> _EXERCISE DETAILS_
Every entry must be set down exactly in the answer; no pictures should appear.

--------------------------------

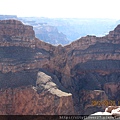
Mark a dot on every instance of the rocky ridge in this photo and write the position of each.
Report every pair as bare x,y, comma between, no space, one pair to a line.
88,68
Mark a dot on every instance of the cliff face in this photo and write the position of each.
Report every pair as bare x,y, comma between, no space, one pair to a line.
50,34
21,57
88,68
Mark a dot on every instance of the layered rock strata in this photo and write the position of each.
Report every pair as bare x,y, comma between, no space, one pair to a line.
88,68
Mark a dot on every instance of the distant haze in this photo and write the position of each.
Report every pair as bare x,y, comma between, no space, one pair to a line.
61,8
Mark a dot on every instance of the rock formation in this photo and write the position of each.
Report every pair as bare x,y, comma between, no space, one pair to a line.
83,76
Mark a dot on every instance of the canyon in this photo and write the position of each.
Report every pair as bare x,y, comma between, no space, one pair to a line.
42,79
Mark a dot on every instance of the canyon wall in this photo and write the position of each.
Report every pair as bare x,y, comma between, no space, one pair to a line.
83,75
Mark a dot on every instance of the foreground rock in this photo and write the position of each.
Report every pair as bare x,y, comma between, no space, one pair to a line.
88,68
111,112
44,99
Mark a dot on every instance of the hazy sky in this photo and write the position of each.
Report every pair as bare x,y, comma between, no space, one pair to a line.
62,8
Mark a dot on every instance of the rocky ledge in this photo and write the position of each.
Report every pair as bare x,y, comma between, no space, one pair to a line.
80,78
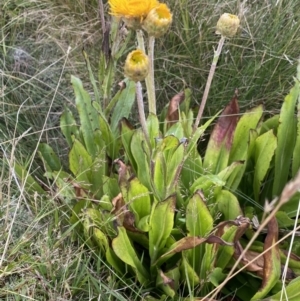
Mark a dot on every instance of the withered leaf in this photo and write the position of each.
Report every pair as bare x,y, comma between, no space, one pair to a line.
255,266
190,242
173,113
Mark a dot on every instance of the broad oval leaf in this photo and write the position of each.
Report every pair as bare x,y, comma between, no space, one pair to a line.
161,225
124,250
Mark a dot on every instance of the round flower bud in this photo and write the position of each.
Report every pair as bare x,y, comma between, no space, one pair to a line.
136,65
158,20
133,12
228,25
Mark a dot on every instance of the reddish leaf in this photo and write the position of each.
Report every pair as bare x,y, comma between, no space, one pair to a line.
272,266
190,242
124,217
219,145
255,266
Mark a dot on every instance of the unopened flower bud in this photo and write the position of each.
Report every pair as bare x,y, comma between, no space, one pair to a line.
228,25
136,65
158,20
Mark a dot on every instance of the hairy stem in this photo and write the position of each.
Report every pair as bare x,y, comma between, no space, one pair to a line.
209,80
140,102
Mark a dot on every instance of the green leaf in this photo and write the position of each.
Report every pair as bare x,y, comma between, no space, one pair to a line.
225,253
126,136
228,204
193,141
284,220
87,114
216,276
188,274
265,146
139,199
176,130
220,142
138,149
168,281
68,126
249,120
290,293
159,174
50,157
92,78
296,152
28,180
109,141
153,129
161,225
80,163
286,136
271,123
124,105
125,251
272,265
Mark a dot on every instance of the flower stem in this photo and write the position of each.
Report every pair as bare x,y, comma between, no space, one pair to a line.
209,80
150,78
140,39
140,102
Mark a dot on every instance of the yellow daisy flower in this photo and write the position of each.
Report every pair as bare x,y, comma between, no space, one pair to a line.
136,65
228,25
132,11
158,20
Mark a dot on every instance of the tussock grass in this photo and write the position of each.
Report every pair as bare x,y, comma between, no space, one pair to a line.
40,261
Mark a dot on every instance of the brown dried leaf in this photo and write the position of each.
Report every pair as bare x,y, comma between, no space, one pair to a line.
123,216
173,114
191,242
224,129
255,266
271,257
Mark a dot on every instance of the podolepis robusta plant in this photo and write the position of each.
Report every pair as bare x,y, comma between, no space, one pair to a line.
155,209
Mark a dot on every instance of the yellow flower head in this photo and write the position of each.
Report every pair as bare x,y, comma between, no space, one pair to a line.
158,20
136,65
132,11
228,25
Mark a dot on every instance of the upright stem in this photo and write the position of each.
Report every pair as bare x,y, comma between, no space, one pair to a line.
150,78
140,39
140,102
209,80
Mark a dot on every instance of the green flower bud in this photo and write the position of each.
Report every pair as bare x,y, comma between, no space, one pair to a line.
158,20
136,65
228,25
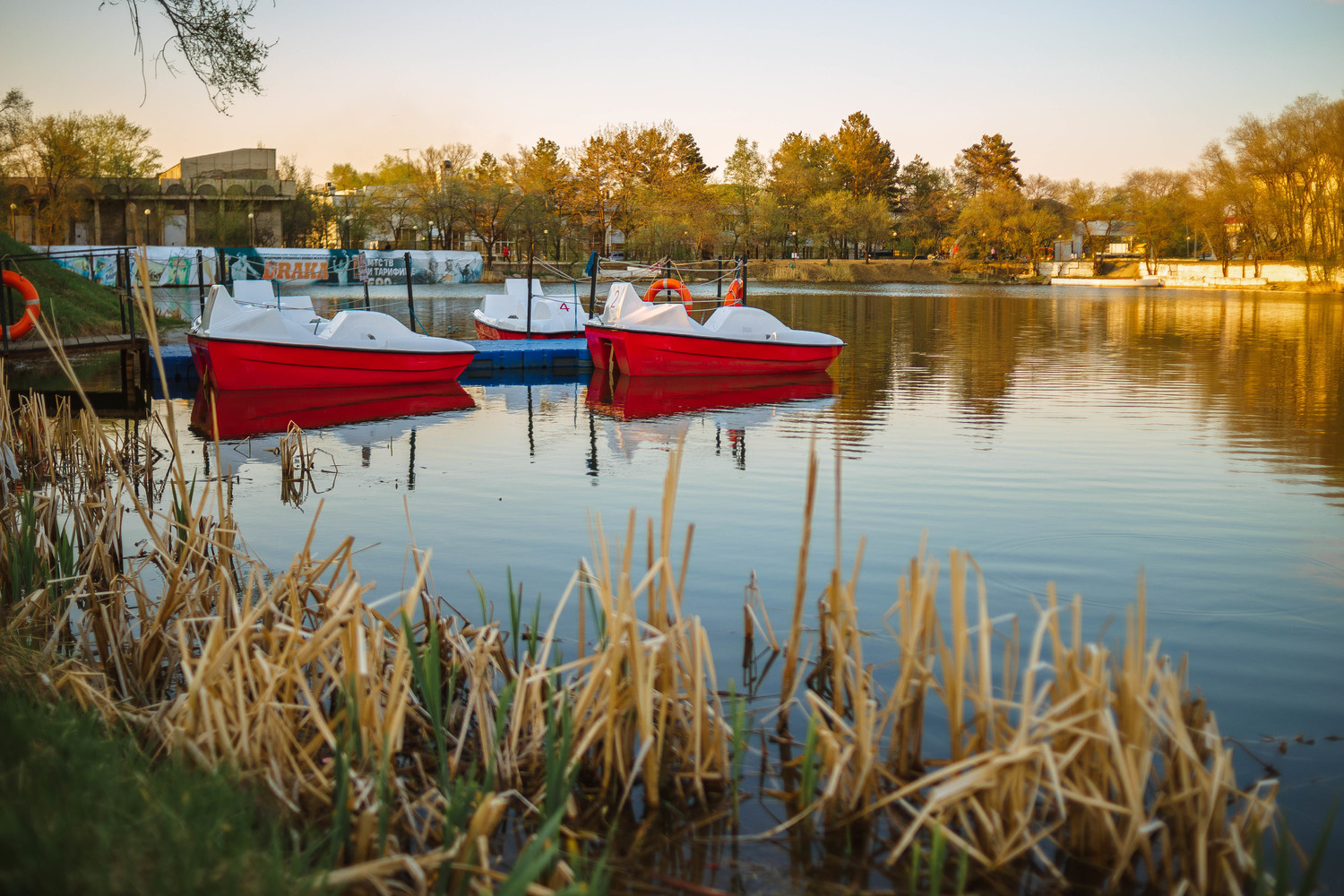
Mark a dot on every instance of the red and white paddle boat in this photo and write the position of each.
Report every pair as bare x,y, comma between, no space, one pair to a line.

--------------------------------

> _RESPONSE AREA_
Mark a dot on every instance of the rocky ridge in this photo and write the position of each.
Report every pair as bare x,y, comma between, no space, one pair to a line.
88,68
Mark a dot on every instance of the cliff face in this photo and write the position of each.
Report every pair as bare x,y, comma between, no space, one pair to a line.
50,34
21,57
88,68
Mark a dot on every instance of the layered rock strata in this photo and write the position of each.
Report every pair as bare x,y, comma between, no space, one pair to a line.
88,68
Mark a dot on every instance of the distant haze in this photo and write the position of each.
Report every pair as bare x,y, comma between, no space, one pair to a line.
61,8
Mark a dot on every instance of the rock formation in this photo and write the position of each.
Report every pair as bare x,y, comma between, no space, one pair to a line.
83,76
Mark a dot on every instance of the canyon in this photo and write the position of each.
Report every pair as bare x,y, comma between, no space, one pair to a line.
42,79
Mark a dot on every instance of the canyon wall in this photo and write the position of each.
Report every pair as bare x,y, comma between, no space, one pair to a line.
83,75
Mark a dot on every instance of the foreground rock in this photo and write the position of each.
Report every pair as bare x,y, comma between, no space, one pair to a line.
88,68
111,112
44,99
Mark a dot on every instance of the hazy sky in this photo and write the position of each.
Report every pair as bare x,y, comma between, no space, one pair to a line.
62,8
Mark a dot on every instance of the rocky ledge in this photo and write the position of each.
Report every pair as bare x,y, comma between, no space, one pair to a line.
80,78
Mark a dot on every instance of the withered leaf in this photo and write the position of each.
Report every pair as bare x,y, comma between, no space, one pair to a line.
255,266
190,242
173,113
Mark a dot on every instance of the broad oval leaf in this photo and write the position of each.
Report every pair as bare x,y, comma between, no space, one pair to a line.
161,225
124,250
Mark a dot on every instance of the round flower bud in this photo and write the position of each.
Report every pair as bare x,y, comma between, no space, one pair to a line.
136,65
158,20
133,12
228,25
Mark a dot on every instance of the reddish leaf in this photo and write the position of each.
Report every pair as bare x,y, comma between, no space, one pair to a line.
272,266
190,242
124,217
219,145
255,266
Mark a dot on every instance of the unopened flower bud in this photo and write the position of each.
Report every pair as bare x,y, comma between, no space, one pair to a line.
228,25
136,65
158,20
Mark a dot on every instance of the hairy stem in this photo and write the position of each.
Report every pair as bare x,y, comma between, no space, one pair to a line.
209,80
140,102
Mark a dot on every instance of the green leaf in this photo and write the position of each.
Report every pair as bare x,y, comma between, no space, one pair to a line.
225,253
126,136
228,204
193,141
284,220
87,114
216,276
188,274
265,146
139,199
176,130
220,142
138,149
168,281
68,126
249,120
290,293
159,174
50,157
92,78
296,152
28,180
109,141
153,129
161,225
80,163
286,136
271,123
124,105
125,251
272,265
Mark a dot on every instance of the flower stem in this photo and write the position of each.
Report every pair as bare x,y, comma between, no space, one pair to a line.
209,80
150,78
140,39
140,102
Mark a dot on every instance of the yellow daisy flower in this photo and write the position of each.
Report every pair as bare x,y, comma between, no space, one pair to a line.
136,65
228,25
132,11
158,20
Mark a dot on every instance of the tussock grass in this photo and write the position of each.
Report every pair as bare x,y, comma between, no space, one pair to a line.
40,261
Mark a dot on every instance of the brown dried leaf in this photo and write the position of each.
Report every pair as bare x,y, comma between, no space, one pair to a line.
123,216
173,114
191,242
224,129
255,266
271,257
Mark a dot on every instance of the podolepis robusta plant in this photo and write the position of each.
Report every pair as bare x,y, comma between, no space, one pair to a line.
155,209
Mark a dot on every instance of the yellow flower head in this photo and write the position of each.
Report every pair as bare x,y, comma between, no space, one pair to a line.
158,20
136,65
132,11
228,25
Mark a dot on every instance of the upright stem in this photo and write the position of each.
Report every pair as bare x,y, comma between, no space, one pair to a line.
150,78
140,39
140,102
209,80
Mark a dot on every instance of the green flower bud in this photo and write the position of each.
Report every pair as bare x,y, comma between, no space, one pair to a line.
158,20
136,65
228,25
Mark a dot on every instance of the red and white paddle boat in this photo and write the position of each.
Report every pair as bare x,y, comma between, no space, one pair to a line.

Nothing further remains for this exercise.